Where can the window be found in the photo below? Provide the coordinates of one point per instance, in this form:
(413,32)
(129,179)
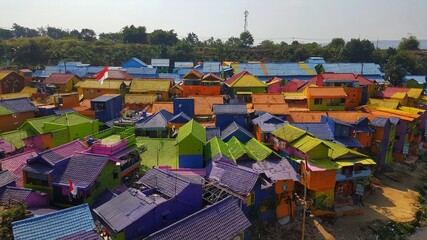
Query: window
(251,199)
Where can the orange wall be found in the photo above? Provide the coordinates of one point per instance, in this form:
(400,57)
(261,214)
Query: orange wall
(10,123)
(200,90)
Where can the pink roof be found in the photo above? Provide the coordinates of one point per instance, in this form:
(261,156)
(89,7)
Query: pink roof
(390,91)
(16,163)
(6,146)
(236,77)
(58,78)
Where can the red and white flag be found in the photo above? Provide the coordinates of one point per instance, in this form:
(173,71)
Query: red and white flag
(73,188)
(102,75)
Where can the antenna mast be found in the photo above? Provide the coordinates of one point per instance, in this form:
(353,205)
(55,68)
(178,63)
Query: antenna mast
(245,28)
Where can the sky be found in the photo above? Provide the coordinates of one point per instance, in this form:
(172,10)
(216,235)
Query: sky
(277,20)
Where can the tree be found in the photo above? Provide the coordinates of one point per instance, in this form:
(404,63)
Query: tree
(337,43)
(87,34)
(5,34)
(359,50)
(247,39)
(135,35)
(161,37)
(192,38)
(410,43)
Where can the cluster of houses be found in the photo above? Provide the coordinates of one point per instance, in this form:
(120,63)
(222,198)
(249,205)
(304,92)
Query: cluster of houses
(248,139)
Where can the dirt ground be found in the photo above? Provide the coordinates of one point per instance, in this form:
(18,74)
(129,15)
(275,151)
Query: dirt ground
(394,198)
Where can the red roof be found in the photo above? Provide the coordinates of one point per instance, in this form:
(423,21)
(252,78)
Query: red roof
(16,163)
(390,91)
(236,77)
(117,74)
(58,78)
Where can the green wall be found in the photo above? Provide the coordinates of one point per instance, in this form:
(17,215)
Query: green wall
(324,105)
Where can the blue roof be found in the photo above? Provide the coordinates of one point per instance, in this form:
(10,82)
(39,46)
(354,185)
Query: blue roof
(419,78)
(225,220)
(366,69)
(238,179)
(212,132)
(82,169)
(319,130)
(158,121)
(18,105)
(55,225)
(180,118)
(105,98)
(267,118)
(349,142)
(231,109)
(236,130)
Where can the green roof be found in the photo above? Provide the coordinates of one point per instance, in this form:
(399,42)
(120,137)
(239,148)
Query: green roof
(15,137)
(258,151)
(289,133)
(216,146)
(236,148)
(192,128)
(4,111)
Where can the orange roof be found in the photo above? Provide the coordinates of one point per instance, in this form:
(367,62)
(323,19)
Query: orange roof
(305,117)
(327,92)
(268,98)
(278,108)
(203,104)
(347,116)
(157,106)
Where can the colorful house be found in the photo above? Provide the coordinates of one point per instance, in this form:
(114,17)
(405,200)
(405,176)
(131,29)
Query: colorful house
(414,81)
(92,88)
(383,139)
(195,83)
(71,223)
(11,82)
(326,98)
(264,125)
(225,226)
(155,126)
(155,86)
(162,199)
(13,112)
(243,85)
(107,107)
(225,114)
(63,82)
(190,140)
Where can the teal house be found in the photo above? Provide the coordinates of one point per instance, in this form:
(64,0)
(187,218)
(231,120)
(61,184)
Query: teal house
(190,141)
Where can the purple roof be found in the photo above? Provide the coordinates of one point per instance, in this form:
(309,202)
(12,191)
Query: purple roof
(82,169)
(224,219)
(14,194)
(62,152)
(6,178)
(126,208)
(276,170)
(237,179)
(320,130)
(168,183)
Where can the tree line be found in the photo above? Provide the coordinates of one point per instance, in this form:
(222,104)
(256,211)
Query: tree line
(22,47)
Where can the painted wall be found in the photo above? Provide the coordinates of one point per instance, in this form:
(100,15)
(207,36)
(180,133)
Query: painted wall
(10,123)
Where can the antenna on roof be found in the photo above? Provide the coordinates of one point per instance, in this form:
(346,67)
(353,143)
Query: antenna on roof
(245,28)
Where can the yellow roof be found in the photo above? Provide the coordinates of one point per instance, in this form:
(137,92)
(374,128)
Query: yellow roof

────────────────

TASK ITEM
Output the data above exactly. Drop every picture.

RESULT BELOW
Where can the window be found in the photo below? Provide the coordinates of one point per instance, in this form:
(413,32)
(129,179)
Query: window
(251,199)
Where can the orange wall be found in the photo above? Provide the coordinates of one point per instance, in this form:
(400,57)
(261,214)
Query: orange wall
(10,123)
(200,90)
Where can the pink roof be found in the photo above? Provide the coordinates of one point per instance, in this form:
(261,156)
(89,7)
Query: pink roof
(390,91)
(16,163)
(6,146)
(236,77)
(58,78)
Where can the red and white flag be found in the photo above? Provide the coordinates of one point per instance, in this form:
(173,71)
Query: red and white flag
(73,188)
(102,75)
Where can the antenna mast be found in the photo above? Provide the coordinates of one point per instance, in this form:
(353,205)
(55,68)
(178,63)
Query: antenna mast
(245,28)
Where can the sky be found in the photo above? Provide the coordinates of one point per instance, in this form:
(172,10)
(216,235)
Query: sky
(277,20)
Where can the tree be found in the photo above? Provide the coordinates of one point per instance, in this form:
(404,63)
Query: tree
(337,43)
(87,34)
(5,34)
(359,50)
(247,39)
(135,35)
(161,37)
(192,38)
(410,43)
Where can the cluster of houses be found in the photo above? Provide the coordinates of one point per instance, in this form:
(120,63)
(222,198)
(249,205)
(304,92)
Query: cluster of houses
(248,139)
Where can the dirt ground be found in the photo above? Provide the coordinates of one point per instance, in this form:
(18,74)
(129,15)
(275,151)
Query: dirt ground
(394,198)
Where can the red roof be found in the photo above? Provide the coordinates of one point per instance, in this form:
(423,21)
(252,78)
Query: red roof
(16,163)
(390,91)
(236,77)
(117,74)
(58,78)
Where can the green wall be found in the photo above? Provide the coordinates of one point per instance, in this form:
(17,215)
Query: green wall
(324,105)
Where can the blue roof be found in the photo above? Provide the coordinates of one point per instance, in this form:
(10,82)
(39,46)
(354,185)
Query: blue roof
(419,78)
(225,220)
(366,69)
(238,179)
(212,132)
(82,169)
(319,130)
(158,121)
(18,105)
(55,225)
(180,118)
(105,98)
(267,118)
(349,142)
(231,109)
(236,130)
Where can the green roof be found in the photo above? Provide the coordinates of one point per instance, in this form:
(399,42)
(120,137)
(239,148)
Query: green roof
(15,137)
(258,151)
(289,133)
(216,146)
(236,148)
(192,128)
(4,111)
Where can the orange roof be found in the photo above? Provide the coordinates of one point per instance, in this form:
(367,62)
(323,19)
Query: orange roof
(305,117)
(327,92)
(268,98)
(278,108)
(203,104)
(347,116)
(157,106)
Where can the colorful house be found in the photo above? Provide the coordinates of one point per instance, in this form:
(114,17)
(405,200)
(405,176)
(131,29)
Query: colorful house
(414,81)
(92,88)
(383,139)
(195,83)
(71,223)
(11,82)
(326,98)
(264,125)
(225,226)
(155,126)
(155,86)
(162,199)
(13,112)
(243,85)
(107,107)
(225,114)
(63,82)
(190,140)
Where can the teal house be found in the photo above? Provide the coordinates of one point per instance, in this form:
(64,0)
(187,218)
(231,120)
(61,184)
Query: teal house
(190,141)
Where can the purple roof be found in the photo above? Provide the coordinates of one point per instance, in this form:
(309,202)
(12,191)
Query: purple roof
(82,169)
(224,219)
(14,194)
(62,152)
(6,178)
(126,208)
(276,170)
(237,179)
(320,130)
(168,183)
Where can the tree line be found in the photo above? Provide the coordinates of one point per instance, in this form:
(222,104)
(256,211)
Query: tree line
(22,47)
Where can the painted wall be found in the photo above? Provide the coordinates of one point per instance, in this form:
(100,15)
(207,36)
(180,133)
Query: painted wall
(10,123)
Where can the antenna on roof be found in the photo above? Provide the coordinates of one point per instance, in this form:
(346,67)
(353,143)
Query: antenna on roof
(245,28)
Where can the yellow roof be found in the photo above? Provide the coordinates of one point per instance, in this form:
(137,92)
(374,128)
Query: yellow roof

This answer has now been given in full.